▶ _Problem to work on_
Render every line of all the records below as a single numbered list, omitting blank lines.

:::::

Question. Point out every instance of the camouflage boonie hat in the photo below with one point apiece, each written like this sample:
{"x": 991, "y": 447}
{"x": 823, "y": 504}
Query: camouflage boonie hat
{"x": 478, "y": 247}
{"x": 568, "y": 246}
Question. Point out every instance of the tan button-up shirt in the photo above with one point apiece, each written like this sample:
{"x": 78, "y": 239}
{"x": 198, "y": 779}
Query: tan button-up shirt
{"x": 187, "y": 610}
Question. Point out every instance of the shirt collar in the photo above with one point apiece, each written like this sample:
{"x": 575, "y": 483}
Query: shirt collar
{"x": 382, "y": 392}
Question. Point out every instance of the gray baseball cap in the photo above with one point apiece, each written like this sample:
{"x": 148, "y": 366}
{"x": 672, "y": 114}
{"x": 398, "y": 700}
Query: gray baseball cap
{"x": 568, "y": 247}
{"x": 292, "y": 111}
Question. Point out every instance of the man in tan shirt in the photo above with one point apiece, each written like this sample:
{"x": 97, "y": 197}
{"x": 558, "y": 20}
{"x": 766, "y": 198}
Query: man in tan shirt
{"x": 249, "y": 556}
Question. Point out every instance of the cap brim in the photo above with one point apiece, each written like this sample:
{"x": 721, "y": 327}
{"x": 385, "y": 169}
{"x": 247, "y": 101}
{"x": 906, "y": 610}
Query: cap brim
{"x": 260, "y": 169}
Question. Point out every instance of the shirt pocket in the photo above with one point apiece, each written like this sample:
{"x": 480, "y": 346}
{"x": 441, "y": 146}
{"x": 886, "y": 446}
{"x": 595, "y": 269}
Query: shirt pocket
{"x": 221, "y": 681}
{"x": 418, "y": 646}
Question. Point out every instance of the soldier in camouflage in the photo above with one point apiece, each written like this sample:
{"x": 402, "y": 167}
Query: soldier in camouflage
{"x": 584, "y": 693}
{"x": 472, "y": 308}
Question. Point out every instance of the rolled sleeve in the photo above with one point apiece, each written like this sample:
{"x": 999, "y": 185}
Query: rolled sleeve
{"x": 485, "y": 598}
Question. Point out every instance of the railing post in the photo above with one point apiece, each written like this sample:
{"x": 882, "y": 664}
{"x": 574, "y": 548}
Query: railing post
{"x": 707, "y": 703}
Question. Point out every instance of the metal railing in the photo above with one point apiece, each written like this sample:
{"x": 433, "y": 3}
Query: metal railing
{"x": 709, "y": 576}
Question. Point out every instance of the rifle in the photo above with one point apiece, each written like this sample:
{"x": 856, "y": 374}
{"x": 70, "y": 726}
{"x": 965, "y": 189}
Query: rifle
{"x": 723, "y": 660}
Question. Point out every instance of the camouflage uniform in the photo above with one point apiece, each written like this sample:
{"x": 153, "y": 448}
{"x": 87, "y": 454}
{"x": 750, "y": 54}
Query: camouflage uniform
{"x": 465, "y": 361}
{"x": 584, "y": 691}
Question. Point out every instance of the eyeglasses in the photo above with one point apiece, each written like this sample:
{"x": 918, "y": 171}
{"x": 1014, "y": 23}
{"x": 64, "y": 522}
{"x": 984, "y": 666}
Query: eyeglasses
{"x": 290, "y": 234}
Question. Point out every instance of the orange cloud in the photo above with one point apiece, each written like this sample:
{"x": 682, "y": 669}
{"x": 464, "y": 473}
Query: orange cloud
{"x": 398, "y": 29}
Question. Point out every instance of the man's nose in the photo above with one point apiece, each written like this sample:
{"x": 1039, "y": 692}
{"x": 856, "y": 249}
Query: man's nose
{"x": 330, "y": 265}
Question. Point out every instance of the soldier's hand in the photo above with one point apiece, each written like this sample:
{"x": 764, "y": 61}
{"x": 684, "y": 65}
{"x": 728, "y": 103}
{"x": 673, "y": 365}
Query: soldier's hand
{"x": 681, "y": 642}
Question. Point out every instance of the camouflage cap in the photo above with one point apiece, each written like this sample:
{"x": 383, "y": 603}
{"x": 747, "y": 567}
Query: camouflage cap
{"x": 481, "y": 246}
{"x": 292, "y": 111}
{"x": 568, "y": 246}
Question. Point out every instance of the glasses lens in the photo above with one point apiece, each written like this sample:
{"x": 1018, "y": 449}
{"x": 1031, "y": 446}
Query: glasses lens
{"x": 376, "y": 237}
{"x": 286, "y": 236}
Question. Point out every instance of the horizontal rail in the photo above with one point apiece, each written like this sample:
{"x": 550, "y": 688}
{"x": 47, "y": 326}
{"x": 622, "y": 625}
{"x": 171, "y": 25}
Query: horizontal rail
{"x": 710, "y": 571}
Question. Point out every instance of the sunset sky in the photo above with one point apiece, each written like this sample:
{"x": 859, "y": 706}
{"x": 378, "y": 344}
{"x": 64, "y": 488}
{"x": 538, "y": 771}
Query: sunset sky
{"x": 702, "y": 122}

:::::

▶ _Output below_
1. Question. Point out every instance of the camouflage boonie hat in the photo below with one point apiece, each written like this sample:
2. {"x": 991, "y": 447}
3. {"x": 823, "y": 504}
4. Query: camouflage boonie hat
5. {"x": 478, "y": 247}
6. {"x": 568, "y": 246}
7. Question. Point out every instance of the tan button-up shirt in the photo above with one point apiece, each written like this sample:
8. {"x": 78, "y": 239}
9. {"x": 198, "y": 779}
10. Query: tan button-up shirt
11. {"x": 187, "y": 610}
12. Question. Point out every instance of the shirt collar in the photo above with one point apiece, each written like this sample:
13. {"x": 575, "y": 483}
14. Query: shirt collar
15. {"x": 382, "y": 392}
16. Question. Point out every instance of the gray baseball cap in the photo above with one point apiece, each written like this sample:
17. {"x": 148, "y": 366}
18. {"x": 672, "y": 114}
19. {"x": 398, "y": 700}
20. Query: gray baseball cap
21. {"x": 568, "y": 247}
22. {"x": 292, "y": 111}
23. Question. Point out every instance of the man in tan shirt in the photo above with one point apiece, each written like this sample:
24. {"x": 97, "y": 197}
25. {"x": 558, "y": 20}
26. {"x": 766, "y": 198}
27. Query: man in tan shirt
28. {"x": 249, "y": 556}
29. Question. Point out every instance of the cap brim in the photo above with one point apiece, each written like this sample:
30. {"x": 721, "y": 327}
31. {"x": 385, "y": 169}
32. {"x": 247, "y": 101}
33. {"x": 906, "y": 610}
34. Query: cap brim
35. {"x": 260, "y": 169}
36. Question. Point out every instance of the shirt pocket in the photo above with one point apiece, each written like this sample:
37. {"x": 480, "y": 346}
38. {"x": 441, "y": 146}
39. {"x": 886, "y": 446}
40. {"x": 595, "y": 269}
41. Query: shirt pocket
42. {"x": 221, "y": 681}
43. {"x": 418, "y": 646}
44. Question. Point out every instance of the soldier in camouflage in the photo above with one point apiece, each written like this sample:
45. {"x": 402, "y": 167}
46. Query: soldier in camouflage
47. {"x": 584, "y": 693}
48. {"x": 472, "y": 308}
49. Question. Point out every instance of the rolled sleeve in the photo above with one point apiece, each written like this sample:
50. {"x": 999, "y": 185}
51. Query: rolled sleeve
52. {"x": 485, "y": 598}
53. Question. Point out every instance of the railing post in the photo above with one point apiece, each written like this sample:
54. {"x": 882, "y": 664}
55. {"x": 574, "y": 548}
56. Query: railing post
57. {"x": 707, "y": 703}
58. Question. Point out every instance of the metal railing in the photo above with one point apiece, each written like this sample:
59. {"x": 433, "y": 3}
60. Query: metal railing
61. {"x": 709, "y": 576}
62. Question. Point out every instance of the rifle in the photo above with one point apiece, each written like this sample:
63. {"x": 856, "y": 374}
64. {"x": 70, "y": 726}
65. {"x": 965, "y": 189}
66. Query: rifle
67. {"x": 723, "y": 660}
68. Question. Point out every instance of the camouflage uniform in the photo above with one point apiece, each written like this sample:
69. {"x": 153, "y": 448}
70. {"x": 87, "y": 454}
71. {"x": 750, "y": 54}
72. Query: camouflage uniform
73. {"x": 465, "y": 361}
74. {"x": 584, "y": 691}
75. Question. Point out every instance of the eyeglasses in the photo above with one point apiece, each written like this sample:
76. {"x": 918, "y": 171}
77. {"x": 1014, "y": 23}
78. {"x": 64, "y": 522}
79. {"x": 984, "y": 666}
80. Query: eyeglasses
81. {"x": 290, "y": 234}
82. Question. Point out every instance of the orange cloud in the photo above with one point apiece, each written like this sample:
83. {"x": 682, "y": 669}
84. {"x": 464, "y": 473}
85. Query: orange cloud
86. {"x": 398, "y": 29}
87. Question. Point out every instance of the man's nose in the photo above with one point apiece, each written like this sample:
88. {"x": 1039, "y": 692}
89. {"x": 856, "y": 249}
90. Query: man's nose
91. {"x": 330, "y": 265}
92. Question. Point out every instance of the soldier's hand in the photo above with one point apiece, each written like this sample:
93. {"x": 764, "y": 61}
94. {"x": 684, "y": 65}
95. {"x": 728, "y": 103}
96. {"x": 673, "y": 365}
97. Query: soldier's hand
98. {"x": 681, "y": 642}
99. Question. Point out every instance of the camouflage cap in the photo above with one point apiece, each written like this sample:
100. {"x": 383, "y": 603}
101. {"x": 747, "y": 567}
102. Query: camouflage cap
103. {"x": 481, "y": 246}
104. {"x": 292, "y": 111}
105. {"x": 568, "y": 246}
106. Question. Point out every instance of the glasses lens in the photo above with one point apiece, each written like this sample:
107. {"x": 1018, "y": 449}
108. {"x": 1031, "y": 446}
109. Query: glasses lens
110. {"x": 376, "y": 237}
111. {"x": 286, "y": 236}
112. Question. Point out every instance of the horizontal rail in the photo above with one point apiece, each written like this sample:
113. {"x": 550, "y": 688}
114. {"x": 47, "y": 326}
115. {"x": 622, "y": 625}
116. {"x": 171, "y": 25}
117. Query: horizontal rail
118. {"x": 710, "y": 571}
119. Question. Point out every instance of the sunset sky in the photo above with one point apiece, each written like this sample:
120. {"x": 859, "y": 706}
121. {"x": 378, "y": 344}
122. {"x": 64, "y": 488}
123. {"x": 538, "y": 771}
124. Query: sunset sky
125. {"x": 702, "y": 122}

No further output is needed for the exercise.